**Natural-language object grounding data**
--- --- ---
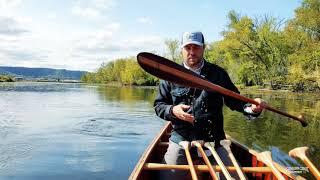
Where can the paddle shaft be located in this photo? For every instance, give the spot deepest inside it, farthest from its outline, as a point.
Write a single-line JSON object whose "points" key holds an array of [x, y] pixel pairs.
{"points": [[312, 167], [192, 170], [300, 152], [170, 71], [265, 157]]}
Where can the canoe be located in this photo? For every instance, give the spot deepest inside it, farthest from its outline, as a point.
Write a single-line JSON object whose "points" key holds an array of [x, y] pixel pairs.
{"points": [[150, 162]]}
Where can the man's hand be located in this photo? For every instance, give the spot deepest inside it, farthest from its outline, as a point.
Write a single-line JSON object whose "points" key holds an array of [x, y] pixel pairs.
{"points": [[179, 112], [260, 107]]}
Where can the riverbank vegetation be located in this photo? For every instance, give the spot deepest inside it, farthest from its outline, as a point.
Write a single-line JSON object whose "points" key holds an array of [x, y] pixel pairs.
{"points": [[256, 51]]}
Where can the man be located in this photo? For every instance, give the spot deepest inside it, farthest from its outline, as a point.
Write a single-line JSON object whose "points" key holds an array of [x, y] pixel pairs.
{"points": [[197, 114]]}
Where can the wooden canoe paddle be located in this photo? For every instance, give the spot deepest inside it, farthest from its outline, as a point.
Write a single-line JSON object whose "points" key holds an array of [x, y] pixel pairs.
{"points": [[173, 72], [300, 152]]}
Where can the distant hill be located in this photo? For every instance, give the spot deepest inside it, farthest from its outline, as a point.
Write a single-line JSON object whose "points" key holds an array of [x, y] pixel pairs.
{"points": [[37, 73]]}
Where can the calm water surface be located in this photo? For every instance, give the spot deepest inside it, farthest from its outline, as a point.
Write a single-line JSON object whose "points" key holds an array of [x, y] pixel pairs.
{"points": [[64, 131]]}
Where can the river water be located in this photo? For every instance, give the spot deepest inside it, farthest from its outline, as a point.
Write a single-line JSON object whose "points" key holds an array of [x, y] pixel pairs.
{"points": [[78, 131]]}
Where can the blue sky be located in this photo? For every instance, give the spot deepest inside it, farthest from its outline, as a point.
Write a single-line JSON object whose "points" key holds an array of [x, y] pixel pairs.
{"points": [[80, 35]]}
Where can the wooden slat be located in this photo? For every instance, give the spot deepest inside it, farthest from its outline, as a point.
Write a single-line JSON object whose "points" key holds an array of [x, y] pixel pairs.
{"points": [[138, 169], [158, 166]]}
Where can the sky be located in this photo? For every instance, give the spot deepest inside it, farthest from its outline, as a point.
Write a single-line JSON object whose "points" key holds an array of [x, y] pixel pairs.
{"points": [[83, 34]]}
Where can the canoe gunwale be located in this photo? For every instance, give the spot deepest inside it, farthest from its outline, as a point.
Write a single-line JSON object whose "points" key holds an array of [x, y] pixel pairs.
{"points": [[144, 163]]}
--- --- ---
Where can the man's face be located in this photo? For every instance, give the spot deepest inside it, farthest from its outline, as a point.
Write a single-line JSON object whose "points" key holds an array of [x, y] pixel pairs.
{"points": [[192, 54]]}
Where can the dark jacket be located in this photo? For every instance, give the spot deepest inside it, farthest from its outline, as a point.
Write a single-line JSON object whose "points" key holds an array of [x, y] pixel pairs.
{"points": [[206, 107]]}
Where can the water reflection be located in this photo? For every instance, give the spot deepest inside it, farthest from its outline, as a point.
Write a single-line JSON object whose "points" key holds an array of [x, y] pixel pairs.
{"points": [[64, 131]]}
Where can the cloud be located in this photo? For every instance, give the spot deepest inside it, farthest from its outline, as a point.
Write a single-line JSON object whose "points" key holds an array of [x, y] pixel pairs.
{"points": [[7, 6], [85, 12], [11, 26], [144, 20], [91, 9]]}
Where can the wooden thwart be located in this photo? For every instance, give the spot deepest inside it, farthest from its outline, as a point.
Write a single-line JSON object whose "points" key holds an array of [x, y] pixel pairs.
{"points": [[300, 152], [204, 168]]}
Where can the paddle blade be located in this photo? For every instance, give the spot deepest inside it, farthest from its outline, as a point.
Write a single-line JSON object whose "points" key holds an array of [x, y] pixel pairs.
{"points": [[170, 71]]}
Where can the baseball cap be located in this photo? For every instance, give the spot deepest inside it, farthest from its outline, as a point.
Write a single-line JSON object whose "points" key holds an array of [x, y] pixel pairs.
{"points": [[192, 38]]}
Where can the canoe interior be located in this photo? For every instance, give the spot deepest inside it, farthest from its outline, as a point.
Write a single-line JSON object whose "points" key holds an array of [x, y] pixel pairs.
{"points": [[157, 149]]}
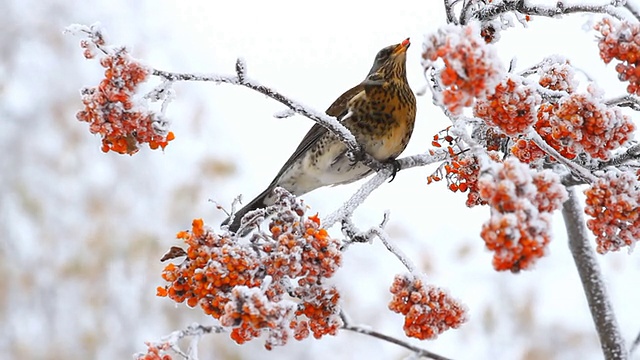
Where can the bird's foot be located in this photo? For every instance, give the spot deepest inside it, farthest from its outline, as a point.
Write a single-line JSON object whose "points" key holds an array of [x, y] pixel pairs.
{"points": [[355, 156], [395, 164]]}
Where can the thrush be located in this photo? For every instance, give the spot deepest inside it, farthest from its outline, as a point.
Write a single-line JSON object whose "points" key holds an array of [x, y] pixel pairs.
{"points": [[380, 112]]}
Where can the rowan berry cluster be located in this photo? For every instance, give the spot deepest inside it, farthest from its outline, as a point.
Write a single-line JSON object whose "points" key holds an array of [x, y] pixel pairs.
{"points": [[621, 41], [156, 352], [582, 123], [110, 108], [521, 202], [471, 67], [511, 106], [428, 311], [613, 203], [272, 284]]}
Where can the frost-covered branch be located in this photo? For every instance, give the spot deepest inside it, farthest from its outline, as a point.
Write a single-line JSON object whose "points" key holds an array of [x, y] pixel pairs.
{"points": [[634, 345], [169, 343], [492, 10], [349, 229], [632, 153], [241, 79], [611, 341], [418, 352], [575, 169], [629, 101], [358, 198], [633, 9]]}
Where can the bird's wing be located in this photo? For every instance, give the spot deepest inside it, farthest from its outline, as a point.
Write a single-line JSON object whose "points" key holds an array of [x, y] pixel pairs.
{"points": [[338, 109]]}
--- --- ---
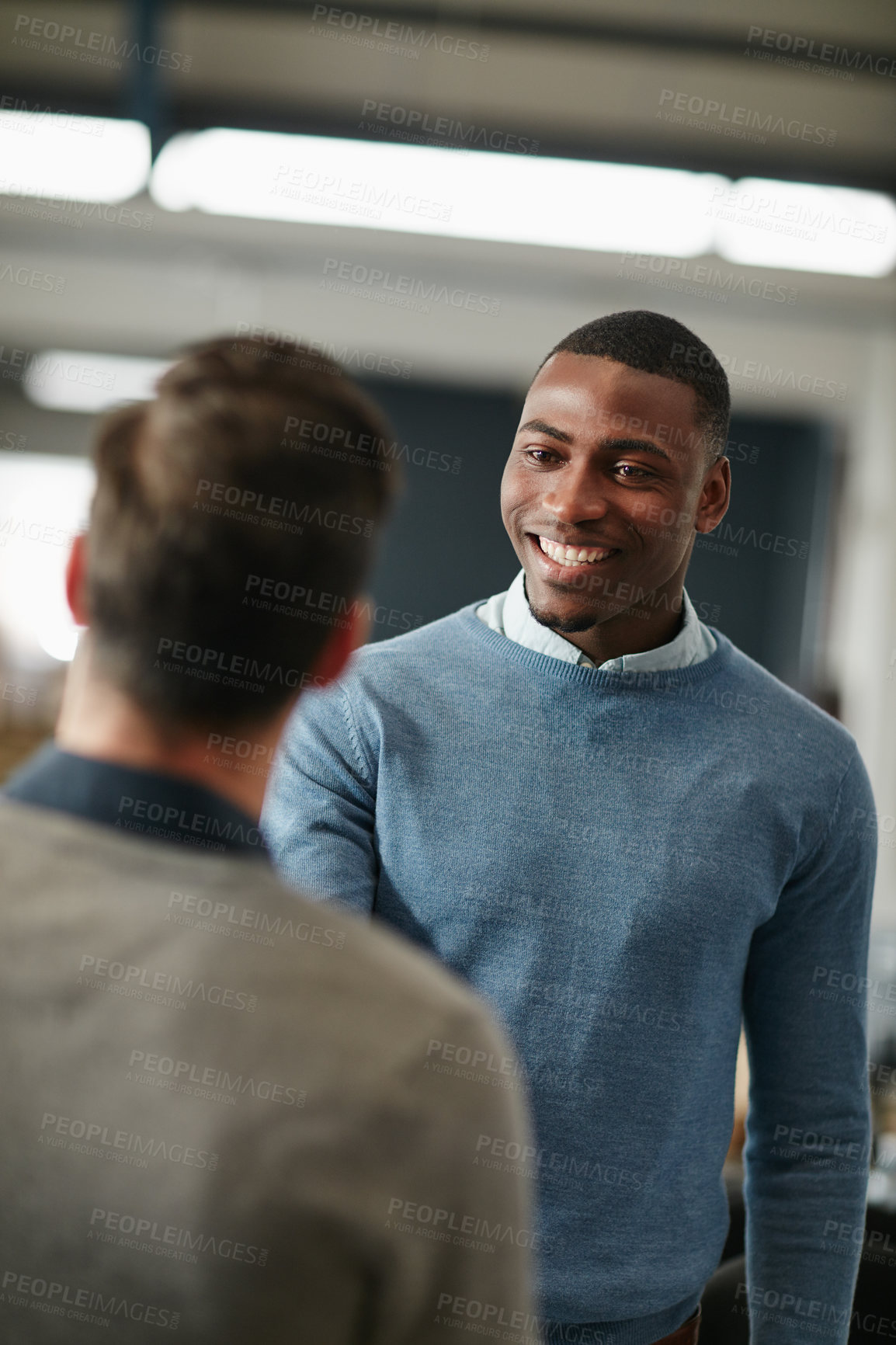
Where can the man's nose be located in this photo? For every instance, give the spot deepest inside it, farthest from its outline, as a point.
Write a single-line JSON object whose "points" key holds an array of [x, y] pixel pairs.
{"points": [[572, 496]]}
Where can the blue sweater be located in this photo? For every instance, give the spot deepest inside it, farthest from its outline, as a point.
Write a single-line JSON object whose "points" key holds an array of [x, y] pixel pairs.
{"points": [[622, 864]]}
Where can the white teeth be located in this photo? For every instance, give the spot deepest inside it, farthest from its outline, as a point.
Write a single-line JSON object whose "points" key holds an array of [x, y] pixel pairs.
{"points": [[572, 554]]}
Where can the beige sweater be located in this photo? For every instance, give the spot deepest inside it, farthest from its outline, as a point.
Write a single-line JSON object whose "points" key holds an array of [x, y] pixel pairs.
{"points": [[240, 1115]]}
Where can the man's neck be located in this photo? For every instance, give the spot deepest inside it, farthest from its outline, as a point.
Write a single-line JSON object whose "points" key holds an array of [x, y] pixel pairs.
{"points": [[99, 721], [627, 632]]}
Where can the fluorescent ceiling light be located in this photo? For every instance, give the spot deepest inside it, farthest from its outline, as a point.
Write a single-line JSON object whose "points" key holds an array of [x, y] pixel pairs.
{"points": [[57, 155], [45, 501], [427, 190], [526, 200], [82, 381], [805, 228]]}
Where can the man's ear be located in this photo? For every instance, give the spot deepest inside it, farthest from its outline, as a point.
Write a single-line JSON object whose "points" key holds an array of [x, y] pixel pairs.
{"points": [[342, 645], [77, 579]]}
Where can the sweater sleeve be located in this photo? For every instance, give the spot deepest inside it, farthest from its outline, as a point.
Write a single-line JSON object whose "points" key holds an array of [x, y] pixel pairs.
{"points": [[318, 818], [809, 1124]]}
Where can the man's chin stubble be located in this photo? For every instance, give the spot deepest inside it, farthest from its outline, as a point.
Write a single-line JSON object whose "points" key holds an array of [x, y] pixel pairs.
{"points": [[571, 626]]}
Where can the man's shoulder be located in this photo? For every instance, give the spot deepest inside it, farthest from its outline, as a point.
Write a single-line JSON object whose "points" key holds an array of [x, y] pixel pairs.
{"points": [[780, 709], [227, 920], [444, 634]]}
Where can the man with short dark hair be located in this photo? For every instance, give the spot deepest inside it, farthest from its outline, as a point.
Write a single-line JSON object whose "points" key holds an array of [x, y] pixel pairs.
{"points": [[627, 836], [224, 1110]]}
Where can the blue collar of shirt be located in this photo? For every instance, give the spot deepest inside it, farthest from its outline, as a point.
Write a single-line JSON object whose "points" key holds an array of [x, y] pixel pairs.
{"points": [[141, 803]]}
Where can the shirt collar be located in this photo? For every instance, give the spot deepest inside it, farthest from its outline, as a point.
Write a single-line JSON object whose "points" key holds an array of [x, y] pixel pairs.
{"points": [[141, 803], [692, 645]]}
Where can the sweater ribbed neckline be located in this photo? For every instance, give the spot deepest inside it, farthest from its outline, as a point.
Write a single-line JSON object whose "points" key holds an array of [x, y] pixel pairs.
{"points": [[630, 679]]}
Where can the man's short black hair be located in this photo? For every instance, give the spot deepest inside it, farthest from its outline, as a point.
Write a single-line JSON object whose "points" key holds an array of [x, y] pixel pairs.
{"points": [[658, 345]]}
--- --- ---
From the line holding "Where can the paddle shaft" to the line holding "Where can the man be", inclusive, restate each line above exactly as written.

**Solved problem**
Where can the paddle shaft be located in this photo? For every instance, give the spot deepest inside it, farthest from its outline, as a point.
Write a single-line JSON object whose "points" key holds an array of [x, y] pixel pairs.
{"points": [[312, 167], [192, 170], [300, 152], [170, 71], [265, 157]]}
Where can the canoe be located in this photo? For every instance, give the spot deepest inside it, farthest from its outline, as a point.
Write a single-line JSON object whose "points" key holds an array of [x, y] pixel pairs.
{"points": [[150, 162]]}
Where can the man's hand be located in this photo? For every instance, give the spot deepest inside it, farthest from its outline, as a point.
Write a single-line JSON object whose "points" key holds an array of [x, y] pixel pairs.
{"points": [[179, 112], [260, 107]]}
Where can the riverbank vegetation be located in this photo? For every instance, give the spot deepest inside it, farthest from its outline, as a point.
Write a single-line JSON object whose "points" key holds an array of [x, y] pixel pairs.
{"points": [[256, 51]]}
Where can the man be located in this photo? For every instance, give the spot deepest inside it, farthest from its outline, as a point.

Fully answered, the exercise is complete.